* GIVEN INSTRUCTION
Arrange every line of the records below as a Markdown table with the columns "No." and "Text", numbering the rows in order and leaving out blank lines.

* GIVEN DATA
-=-=-

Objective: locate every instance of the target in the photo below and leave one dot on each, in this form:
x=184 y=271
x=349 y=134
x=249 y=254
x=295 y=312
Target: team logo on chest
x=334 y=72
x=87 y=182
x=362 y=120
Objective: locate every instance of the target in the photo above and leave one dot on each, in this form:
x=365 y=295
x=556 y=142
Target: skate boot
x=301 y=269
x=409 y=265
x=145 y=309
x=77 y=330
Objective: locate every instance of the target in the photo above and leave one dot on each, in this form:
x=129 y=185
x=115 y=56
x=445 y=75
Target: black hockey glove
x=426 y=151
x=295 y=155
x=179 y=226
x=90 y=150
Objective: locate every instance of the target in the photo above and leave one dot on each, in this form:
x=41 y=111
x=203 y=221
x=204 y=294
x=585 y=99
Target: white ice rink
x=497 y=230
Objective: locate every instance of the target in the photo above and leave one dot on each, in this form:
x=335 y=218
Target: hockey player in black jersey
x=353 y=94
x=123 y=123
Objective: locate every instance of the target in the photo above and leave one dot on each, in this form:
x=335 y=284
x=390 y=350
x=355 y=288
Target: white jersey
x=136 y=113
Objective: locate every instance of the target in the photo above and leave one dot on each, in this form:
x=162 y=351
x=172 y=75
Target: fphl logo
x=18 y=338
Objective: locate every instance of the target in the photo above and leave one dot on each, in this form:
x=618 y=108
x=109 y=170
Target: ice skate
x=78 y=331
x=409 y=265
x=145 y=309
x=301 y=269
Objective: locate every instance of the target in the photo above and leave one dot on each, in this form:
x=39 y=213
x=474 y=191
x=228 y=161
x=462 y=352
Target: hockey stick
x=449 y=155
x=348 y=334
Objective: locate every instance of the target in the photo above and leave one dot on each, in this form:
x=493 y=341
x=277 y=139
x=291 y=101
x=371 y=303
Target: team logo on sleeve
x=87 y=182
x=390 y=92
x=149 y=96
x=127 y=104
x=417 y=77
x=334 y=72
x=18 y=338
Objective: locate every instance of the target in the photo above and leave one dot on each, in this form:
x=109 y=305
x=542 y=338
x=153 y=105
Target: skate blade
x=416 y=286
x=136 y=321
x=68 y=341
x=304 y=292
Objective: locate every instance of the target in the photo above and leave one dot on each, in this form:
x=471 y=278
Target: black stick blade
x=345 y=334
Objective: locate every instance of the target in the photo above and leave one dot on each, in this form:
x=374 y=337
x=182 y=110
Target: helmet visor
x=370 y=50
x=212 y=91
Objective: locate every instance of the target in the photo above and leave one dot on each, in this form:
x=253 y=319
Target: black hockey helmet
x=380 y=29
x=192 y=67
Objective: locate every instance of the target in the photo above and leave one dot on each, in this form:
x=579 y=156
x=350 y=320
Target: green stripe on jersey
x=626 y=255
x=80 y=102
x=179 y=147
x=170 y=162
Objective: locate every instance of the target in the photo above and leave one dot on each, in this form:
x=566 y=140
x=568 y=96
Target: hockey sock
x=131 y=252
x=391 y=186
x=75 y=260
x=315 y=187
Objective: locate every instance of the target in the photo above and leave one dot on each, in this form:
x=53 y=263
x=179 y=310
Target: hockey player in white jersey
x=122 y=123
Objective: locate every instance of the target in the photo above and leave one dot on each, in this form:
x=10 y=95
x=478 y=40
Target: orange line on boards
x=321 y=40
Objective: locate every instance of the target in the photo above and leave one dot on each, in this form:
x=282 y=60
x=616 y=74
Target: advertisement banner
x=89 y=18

-=-=-

* FINISHED ANSWER
| No. | Text |
|---|---|
| 1 | Objective: locate every instance of the target in the photo below and leave one dot on each, in this form: |
| 2 | x=184 y=271 |
| 3 | x=349 y=134 |
| 4 | x=249 y=254 |
| 5 | x=295 y=312 |
| 6 | Target: team logo on chest |
| 7 | x=334 y=72 |
| 8 | x=87 y=182 |
| 9 | x=362 y=120 |
| 10 | Objective: locate every instance of the target in the photo above and leave one dot on each, in this form: |
| 11 | x=365 y=295 |
| 12 | x=556 y=142 |
| 13 | Target: skate boot |
| 14 | x=301 y=269 |
| 15 | x=409 y=265 |
| 16 | x=145 y=309 |
| 17 | x=77 y=330 |
| 18 | Objective: locate every instance of the target in the photo above and leave one dot on each, in this form: |
| 19 | x=129 y=185 |
| 20 | x=115 y=56 |
| 21 | x=445 y=75 |
| 22 | Target: black hockey glove |
| 23 | x=426 y=151 |
| 24 | x=295 y=155 |
| 25 | x=179 y=226 |
| 26 | x=90 y=150 |
| 27 | Objective: locate every instance of the target in the photo above and leave one dot on each, in this form: |
| 28 | x=41 y=111 |
| 29 | x=203 y=221 |
| 30 | x=204 y=294 |
| 31 | x=585 y=99 |
| 32 | Target: white ice rink |
| 33 | x=497 y=230 |
| 34 | Objective: locate every instance of the target in the photo above and leave one dot on each, in this form: |
| 35 | x=335 y=218 |
| 36 | Target: hockey player in black jersey |
| 37 | x=353 y=94 |
| 38 | x=123 y=123 |
| 39 | Objective: locate every instance of the target in the photo above and leave one dot on each, in this form: |
| 40 | x=335 y=284 |
| 41 | x=390 y=350 |
| 42 | x=355 y=288 |
| 43 | Target: white jersey |
| 44 | x=136 y=113 |
| 45 | Objective: locate every instance of the target in the photo above and leave one dot on each, in this form: |
| 46 | x=162 y=351 |
| 47 | x=172 y=75 |
| 48 | Target: fphl logo |
| 49 | x=18 y=338 |
| 50 | Objective: locate every instance of the target in the photo above and leave one dot on each, in this form: |
| 51 | x=618 y=108 |
| 52 | x=109 y=170 |
| 53 | Target: ice skate |
| 54 | x=78 y=331 |
| 55 | x=409 y=265 |
| 56 | x=145 y=309 |
| 57 | x=301 y=269 |
| 58 | Objective: locate every instance of the target in the photo above and leave one dot on each, in this form: |
| 59 | x=39 y=213 |
| 60 | x=474 y=191 |
| 61 | x=228 y=161 |
| 62 | x=462 y=352 |
| 63 | Target: hockey stick |
| 64 | x=449 y=155 |
| 65 | x=348 y=334 |
| 66 | Objective: locate every instance of the target in the photo above and leave one dot on each, in this form: |
| 67 | x=493 y=341 |
| 68 | x=277 y=139 |
| 69 | x=291 y=101 |
| 70 | x=371 y=303 |
| 71 | Target: team logo on sleeve |
| 72 | x=87 y=182 |
| 73 | x=390 y=92 |
| 74 | x=149 y=96 |
| 75 | x=127 y=104 |
| 76 | x=417 y=77 |
| 77 | x=334 y=72 |
| 78 | x=18 y=338 |
| 79 | Objective: locate every instance of the target in the photo above and leave one dot on each, in this form: |
| 80 | x=109 y=305 |
| 81 | x=542 y=338 |
| 82 | x=153 y=105 |
| 83 | Target: skate blade |
| 84 | x=416 y=286 |
| 85 | x=136 y=321 |
| 86 | x=68 y=341 |
| 87 | x=304 y=292 |
| 88 | Objective: locate every instance of the target in the photo above and leave one dot on each, in this form: |
| 89 | x=471 y=278 |
| 90 | Target: black stick blade |
| 91 | x=345 y=334 |
| 92 | Objective: locate every instance of the target in the photo above and leave one dot on each, in this form: |
| 93 | x=374 y=337 |
| 94 | x=182 y=110 |
| 95 | Target: helmet visor |
| 96 | x=370 y=50 |
| 97 | x=212 y=91 |
| 98 | Objective: locate every instance of the target in the photo above and leave one dot on each, in this form: |
| 99 | x=253 y=319 |
| 100 | Target: black hockey helmet |
| 101 | x=380 y=29 |
| 102 | x=192 y=67 |
| 103 | Objective: locate every instance of the target in the photo above and leave one dot on each, in this form: |
| 104 | x=579 y=156 |
| 105 | x=350 y=320 |
| 106 | Target: green stripe on jersey |
| 107 | x=626 y=255 |
| 108 | x=80 y=102 |
| 109 | x=179 y=147 |
| 110 | x=170 y=162 |
| 111 | Objective: locate every instance of the target in the photo above and leave one dot on each, in this form: |
| 112 | x=566 y=140 |
| 113 | x=568 y=96 |
| 114 | Target: hockey sock |
| 115 | x=131 y=252 |
| 116 | x=391 y=186 |
| 117 | x=75 y=260 |
| 118 | x=315 y=187 |
| 119 | Objective: locate every instance of the target in the photo above and leave one dot on each, in this form: |
| 120 | x=53 y=263 |
| 121 | x=179 y=310 |
| 122 | Target: hockey player in white jersey |
| 123 | x=122 y=123 |
| 124 | Objective: locate every instance of the target in the photo above and leave one dot on each, in this form: |
| 125 | x=10 y=95 |
| 126 | x=478 y=40 |
| 127 | Target: orange line on boards |
| 128 | x=321 y=40 |
| 129 | Objective: locate every instance of the target in the photo above and leave one dot on each, in this form: |
| 130 | x=282 y=60 |
| 131 | x=616 y=74 |
| 132 | Target: advertisement banner |
| 133 | x=89 y=18 |